- Written problem: Please find each line in the entries below that contains the word "fence" and copy those lines out.

——————————

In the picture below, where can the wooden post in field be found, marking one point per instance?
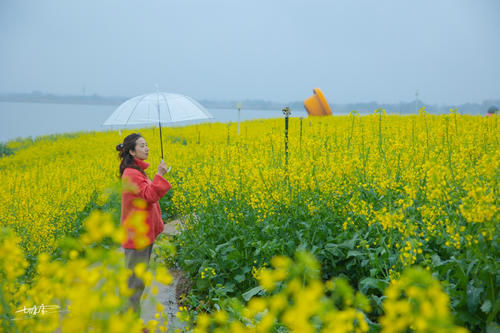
(286, 112)
(238, 106)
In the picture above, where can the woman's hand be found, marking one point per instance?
(162, 168)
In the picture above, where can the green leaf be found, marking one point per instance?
(369, 283)
(486, 307)
(354, 253)
(473, 296)
(493, 328)
(251, 293)
(240, 278)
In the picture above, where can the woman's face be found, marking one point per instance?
(141, 149)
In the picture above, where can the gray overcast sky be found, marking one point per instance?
(354, 50)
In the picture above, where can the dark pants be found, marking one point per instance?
(132, 258)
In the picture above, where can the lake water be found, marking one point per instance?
(36, 119)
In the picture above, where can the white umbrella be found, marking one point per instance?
(157, 108)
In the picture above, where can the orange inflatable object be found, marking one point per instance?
(316, 105)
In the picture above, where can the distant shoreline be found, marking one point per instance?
(410, 107)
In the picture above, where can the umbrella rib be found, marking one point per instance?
(135, 107)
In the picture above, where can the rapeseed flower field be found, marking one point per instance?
(400, 215)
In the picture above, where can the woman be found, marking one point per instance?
(139, 194)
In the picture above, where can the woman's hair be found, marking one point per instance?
(124, 149)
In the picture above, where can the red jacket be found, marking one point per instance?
(151, 192)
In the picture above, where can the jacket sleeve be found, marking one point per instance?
(151, 192)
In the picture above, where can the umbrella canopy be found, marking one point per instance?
(157, 108)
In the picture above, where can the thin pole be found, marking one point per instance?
(159, 125)
(286, 112)
(239, 112)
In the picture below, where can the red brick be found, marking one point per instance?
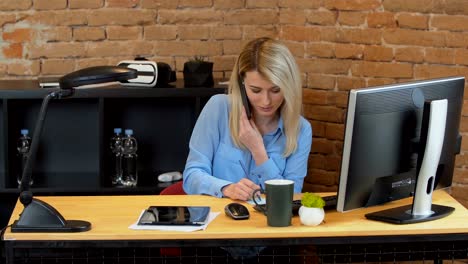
(382, 69)
(381, 20)
(7, 18)
(188, 48)
(372, 82)
(24, 68)
(122, 3)
(355, 5)
(338, 99)
(49, 4)
(378, 53)
(345, 83)
(300, 33)
(260, 3)
(124, 32)
(292, 16)
(323, 146)
(434, 71)
(85, 4)
(227, 4)
(90, 62)
(13, 51)
(161, 32)
(89, 34)
(326, 66)
(314, 97)
(324, 113)
(414, 21)
(188, 16)
(57, 66)
(251, 32)
(456, 7)
(370, 36)
(320, 81)
(457, 39)
(57, 50)
(55, 34)
(188, 32)
(18, 35)
(7, 5)
(452, 23)
(417, 6)
(113, 49)
(409, 54)
(251, 17)
(300, 4)
(120, 16)
(414, 37)
(59, 18)
(195, 3)
(223, 63)
(351, 18)
(318, 128)
(335, 131)
(168, 4)
(320, 49)
(439, 55)
(296, 48)
(348, 51)
(321, 17)
(226, 32)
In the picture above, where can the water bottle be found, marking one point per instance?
(116, 152)
(23, 145)
(129, 159)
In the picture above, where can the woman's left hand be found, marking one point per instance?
(252, 139)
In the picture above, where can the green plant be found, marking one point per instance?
(198, 58)
(312, 200)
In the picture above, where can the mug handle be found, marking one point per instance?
(255, 196)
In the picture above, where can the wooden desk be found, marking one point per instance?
(112, 215)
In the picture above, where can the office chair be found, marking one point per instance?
(174, 189)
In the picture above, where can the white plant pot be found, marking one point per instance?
(311, 216)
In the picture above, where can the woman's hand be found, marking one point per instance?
(252, 139)
(242, 190)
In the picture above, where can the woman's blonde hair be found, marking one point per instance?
(273, 60)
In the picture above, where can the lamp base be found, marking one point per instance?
(403, 215)
(39, 216)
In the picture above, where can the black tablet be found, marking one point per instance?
(175, 215)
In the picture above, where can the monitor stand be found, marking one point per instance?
(422, 209)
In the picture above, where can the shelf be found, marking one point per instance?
(74, 155)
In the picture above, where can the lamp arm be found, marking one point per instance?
(26, 194)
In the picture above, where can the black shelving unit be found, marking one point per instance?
(74, 156)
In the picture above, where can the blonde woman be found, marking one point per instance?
(232, 155)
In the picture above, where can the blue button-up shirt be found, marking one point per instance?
(214, 161)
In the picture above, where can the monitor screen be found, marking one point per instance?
(382, 140)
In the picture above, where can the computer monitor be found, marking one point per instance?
(385, 142)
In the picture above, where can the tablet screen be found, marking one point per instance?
(175, 215)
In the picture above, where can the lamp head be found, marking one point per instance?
(95, 75)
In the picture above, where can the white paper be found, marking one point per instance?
(182, 228)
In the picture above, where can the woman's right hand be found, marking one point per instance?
(242, 190)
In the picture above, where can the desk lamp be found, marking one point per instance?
(37, 215)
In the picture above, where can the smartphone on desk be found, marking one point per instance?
(245, 100)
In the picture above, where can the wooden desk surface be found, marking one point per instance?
(112, 215)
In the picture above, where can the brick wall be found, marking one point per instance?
(339, 44)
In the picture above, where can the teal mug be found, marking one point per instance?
(279, 197)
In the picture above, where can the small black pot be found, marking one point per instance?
(198, 74)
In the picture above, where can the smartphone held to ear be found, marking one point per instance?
(245, 101)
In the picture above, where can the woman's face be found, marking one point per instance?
(265, 97)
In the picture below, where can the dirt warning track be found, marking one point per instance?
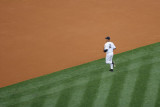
(41, 37)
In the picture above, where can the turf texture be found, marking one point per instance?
(135, 82)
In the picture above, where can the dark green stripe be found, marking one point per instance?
(116, 88)
(90, 93)
(157, 104)
(141, 86)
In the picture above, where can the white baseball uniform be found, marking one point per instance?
(109, 54)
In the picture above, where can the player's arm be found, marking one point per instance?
(105, 48)
(114, 47)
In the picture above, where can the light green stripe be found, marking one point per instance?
(128, 88)
(103, 90)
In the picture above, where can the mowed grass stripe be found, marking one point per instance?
(60, 82)
(103, 91)
(157, 104)
(116, 88)
(128, 88)
(50, 89)
(141, 86)
(90, 93)
(152, 88)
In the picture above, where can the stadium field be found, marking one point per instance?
(135, 82)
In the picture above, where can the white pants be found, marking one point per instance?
(109, 57)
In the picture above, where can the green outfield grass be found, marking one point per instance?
(135, 82)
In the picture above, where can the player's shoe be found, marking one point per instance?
(111, 70)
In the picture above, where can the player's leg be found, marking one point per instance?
(111, 62)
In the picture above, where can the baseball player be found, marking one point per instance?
(108, 48)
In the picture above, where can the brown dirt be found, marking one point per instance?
(39, 37)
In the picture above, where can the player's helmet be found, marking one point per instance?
(107, 38)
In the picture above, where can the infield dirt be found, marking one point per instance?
(41, 37)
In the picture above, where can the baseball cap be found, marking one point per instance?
(107, 38)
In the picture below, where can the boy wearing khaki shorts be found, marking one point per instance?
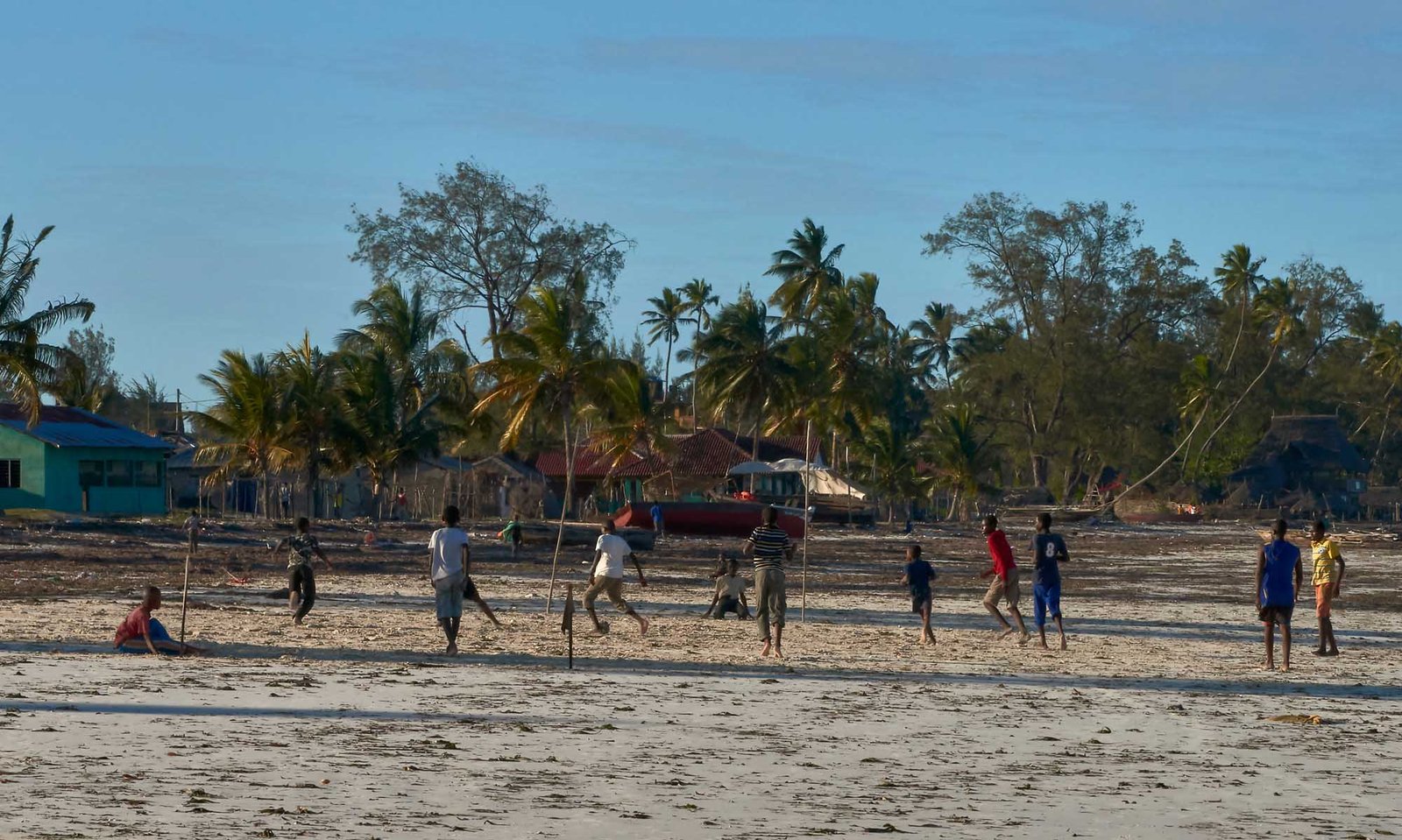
(606, 578)
(1004, 585)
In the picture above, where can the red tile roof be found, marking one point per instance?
(710, 453)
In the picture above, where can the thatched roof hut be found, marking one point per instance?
(1304, 455)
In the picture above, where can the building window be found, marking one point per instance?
(147, 473)
(119, 473)
(91, 474)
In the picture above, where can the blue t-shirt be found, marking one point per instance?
(1278, 583)
(918, 574)
(1046, 550)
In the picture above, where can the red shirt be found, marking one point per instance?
(1002, 554)
(137, 625)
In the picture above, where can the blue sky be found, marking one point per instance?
(200, 161)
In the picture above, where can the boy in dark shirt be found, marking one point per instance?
(918, 576)
(1048, 553)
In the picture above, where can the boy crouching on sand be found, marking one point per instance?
(1279, 575)
(729, 594)
(920, 575)
(139, 632)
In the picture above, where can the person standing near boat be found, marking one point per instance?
(1328, 578)
(1004, 585)
(770, 544)
(1048, 555)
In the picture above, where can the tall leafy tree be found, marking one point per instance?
(550, 368)
(313, 410)
(665, 321)
(244, 429)
(28, 366)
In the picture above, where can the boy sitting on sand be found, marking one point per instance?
(1276, 594)
(918, 576)
(144, 634)
(729, 594)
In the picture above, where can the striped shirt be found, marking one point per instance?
(770, 543)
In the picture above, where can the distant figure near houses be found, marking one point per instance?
(1048, 554)
(1328, 580)
(140, 632)
(770, 544)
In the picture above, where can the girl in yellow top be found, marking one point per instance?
(1328, 578)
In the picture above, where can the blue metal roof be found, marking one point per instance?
(74, 427)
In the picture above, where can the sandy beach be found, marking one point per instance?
(1157, 720)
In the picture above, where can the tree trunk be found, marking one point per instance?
(564, 511)
(666, 375)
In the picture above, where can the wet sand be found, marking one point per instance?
(1154, 721)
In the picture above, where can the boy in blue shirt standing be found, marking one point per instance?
(918, 576)
(1279, 575)
(1049, 553)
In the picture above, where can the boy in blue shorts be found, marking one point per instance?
(1279, 575)
(1049, 553)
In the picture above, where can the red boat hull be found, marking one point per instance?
(707, 519)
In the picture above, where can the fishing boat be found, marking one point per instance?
(712, 519)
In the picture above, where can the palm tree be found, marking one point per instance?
(665, 321)
(747, 364)
(700, 296)
(960, 455)
(549, 368)
(806, 271)
(244, 431)
(1276, 310)
(27, 365)
(313, 408)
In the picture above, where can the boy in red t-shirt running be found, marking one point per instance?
(1004, 580)
(144, 634)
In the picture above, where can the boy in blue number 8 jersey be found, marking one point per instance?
(1048, 551)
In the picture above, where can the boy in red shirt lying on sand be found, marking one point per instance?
(140, 634)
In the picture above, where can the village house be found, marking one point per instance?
(76, 462)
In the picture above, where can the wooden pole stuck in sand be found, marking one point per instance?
(184, 599)
(808, 467)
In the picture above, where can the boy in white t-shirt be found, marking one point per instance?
(450, 562)
(606, 576)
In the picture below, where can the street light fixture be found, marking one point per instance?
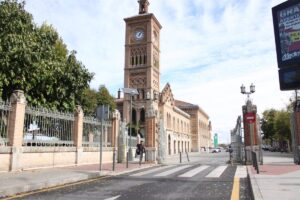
(131, 92)
(252, 89)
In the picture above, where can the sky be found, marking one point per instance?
(209, 48)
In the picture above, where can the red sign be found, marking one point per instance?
(250, 118)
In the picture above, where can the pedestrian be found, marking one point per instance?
(140, 150)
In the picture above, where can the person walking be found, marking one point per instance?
(140, 150)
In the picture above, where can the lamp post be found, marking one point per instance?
(251, 135)
(252, 90)
(131, 92)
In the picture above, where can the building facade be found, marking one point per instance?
(168, 125)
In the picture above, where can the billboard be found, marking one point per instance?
(286, 19)
(289, 78)
(216, 142)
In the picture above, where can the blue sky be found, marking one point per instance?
(209, 48)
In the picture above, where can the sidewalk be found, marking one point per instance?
(279, 178)
(12, 183)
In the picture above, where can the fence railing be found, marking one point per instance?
(92, 132)
(48, 128)
(5, 109)
(133, 142)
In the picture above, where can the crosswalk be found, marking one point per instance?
(190, 171)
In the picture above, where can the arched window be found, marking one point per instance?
(142, 115)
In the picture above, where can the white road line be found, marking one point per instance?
(152, 170)
(113, 198)
(172, 171)
(195, 171)
(216, 173)
(241, 172)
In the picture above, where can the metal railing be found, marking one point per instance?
(5, 109)
(48, 128)
(92, 132)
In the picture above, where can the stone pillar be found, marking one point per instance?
(150, 135)
(91, 139)
(122, 141)
(251, 132)
(15, 127)
(115, 128)
(78, 132)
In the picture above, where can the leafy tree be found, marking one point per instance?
(35, 60)
(89, 101)
(104, 98)
(282, 126)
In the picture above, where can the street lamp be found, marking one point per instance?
(252, 90)
(131, 92)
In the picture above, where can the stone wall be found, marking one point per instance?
(17, 157)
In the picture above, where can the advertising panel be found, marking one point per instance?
(250, 118)
(286, 19)
(289, 78)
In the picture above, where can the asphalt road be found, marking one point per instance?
(206, 177)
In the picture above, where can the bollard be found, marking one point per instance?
(180, 157)
(187, 155)
(114, 160)
(127, 159)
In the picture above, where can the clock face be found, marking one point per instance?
(139, 34)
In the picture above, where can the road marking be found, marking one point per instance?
(241, 172)
(172, 171)
(216, 173)
(195, 171)
(152, 170)
(113, 198)
(235, 194)
(54, 188)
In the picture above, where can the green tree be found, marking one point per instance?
(35, 60)
(104, 98)
(282, 126)
(89, 101)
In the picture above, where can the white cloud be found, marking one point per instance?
(209, 48)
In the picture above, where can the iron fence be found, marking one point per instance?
(133, 142)
(5, 110)
(48, 128)
(92, 131)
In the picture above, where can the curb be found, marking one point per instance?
(254, 188)
(56, 182)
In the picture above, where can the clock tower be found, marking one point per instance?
(141, 70)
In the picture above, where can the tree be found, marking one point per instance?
(35, 59)
(89, 101)
(282, 126)
(104, 98)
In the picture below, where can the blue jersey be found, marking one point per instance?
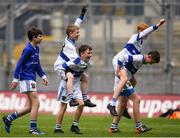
(68, 55)
(29, 64)
(133, 47)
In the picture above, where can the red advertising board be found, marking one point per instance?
(150, 106)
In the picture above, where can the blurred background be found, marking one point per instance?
(107, 27)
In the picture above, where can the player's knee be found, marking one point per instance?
(124, 79)
(137, 100)
(85, 77)
(29, 109)
(81, 103)
(70, 76)
(123, 105)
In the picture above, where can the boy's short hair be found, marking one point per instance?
(155, 56)
(33, 32)
(142, 26)
(71, 28)
(83, 48)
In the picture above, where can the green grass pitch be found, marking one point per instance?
(93, 126)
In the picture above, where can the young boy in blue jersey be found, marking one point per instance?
(128, 92)
(133, 47)
(25, 73)
(69, 57)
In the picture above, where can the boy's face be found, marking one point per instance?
(38, 39)
(150, 60)
(86, 55)
(75, 35)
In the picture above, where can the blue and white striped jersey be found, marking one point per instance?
(28, 64)
(68, 55)
(131, 62)
(133, 47)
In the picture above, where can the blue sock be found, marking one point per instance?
(114, 125)
(85, 97)
(12, 116)
(138, 124)
(33, 124)
(113, 102)
(58, 126)
(75, 123)
(70, 96)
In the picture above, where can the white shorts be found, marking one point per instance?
(62, 91)
(27, 86)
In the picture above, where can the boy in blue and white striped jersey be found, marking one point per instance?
(25, 72)
(133, 47)
(69, 56)
(131, 63)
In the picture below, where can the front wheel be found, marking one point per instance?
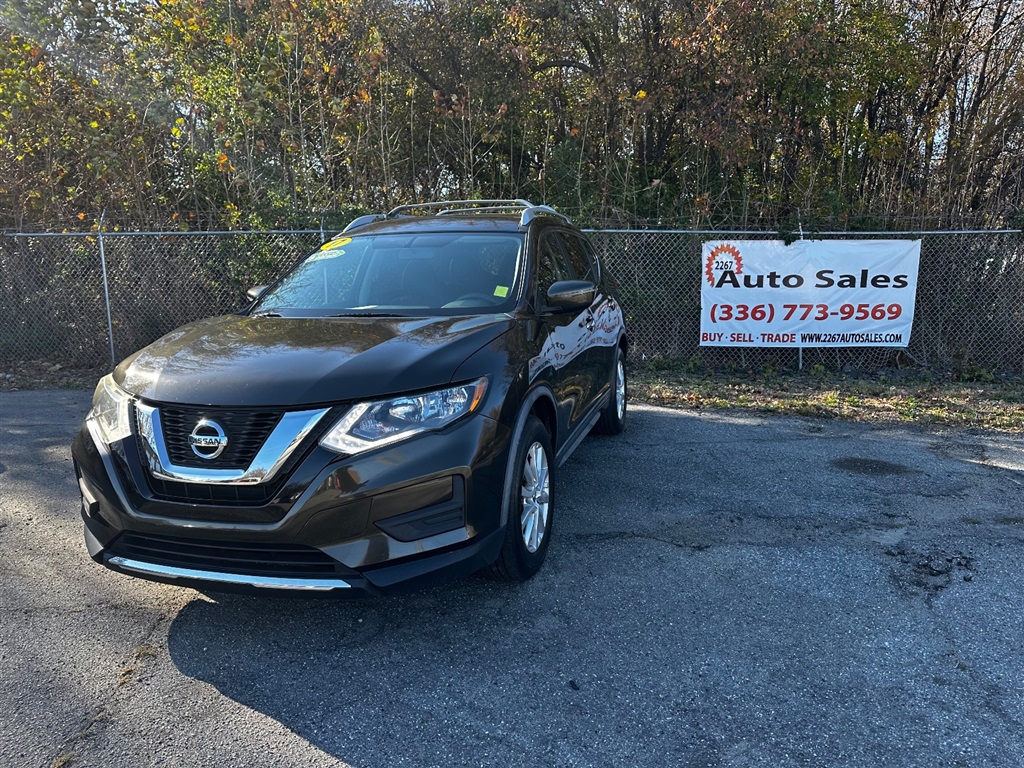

——————————

- Correct output:
In the picture above, where can the fence railing be found, marking one point per instance?
In the picture above, where can the iron fence be found, marking one point per instance?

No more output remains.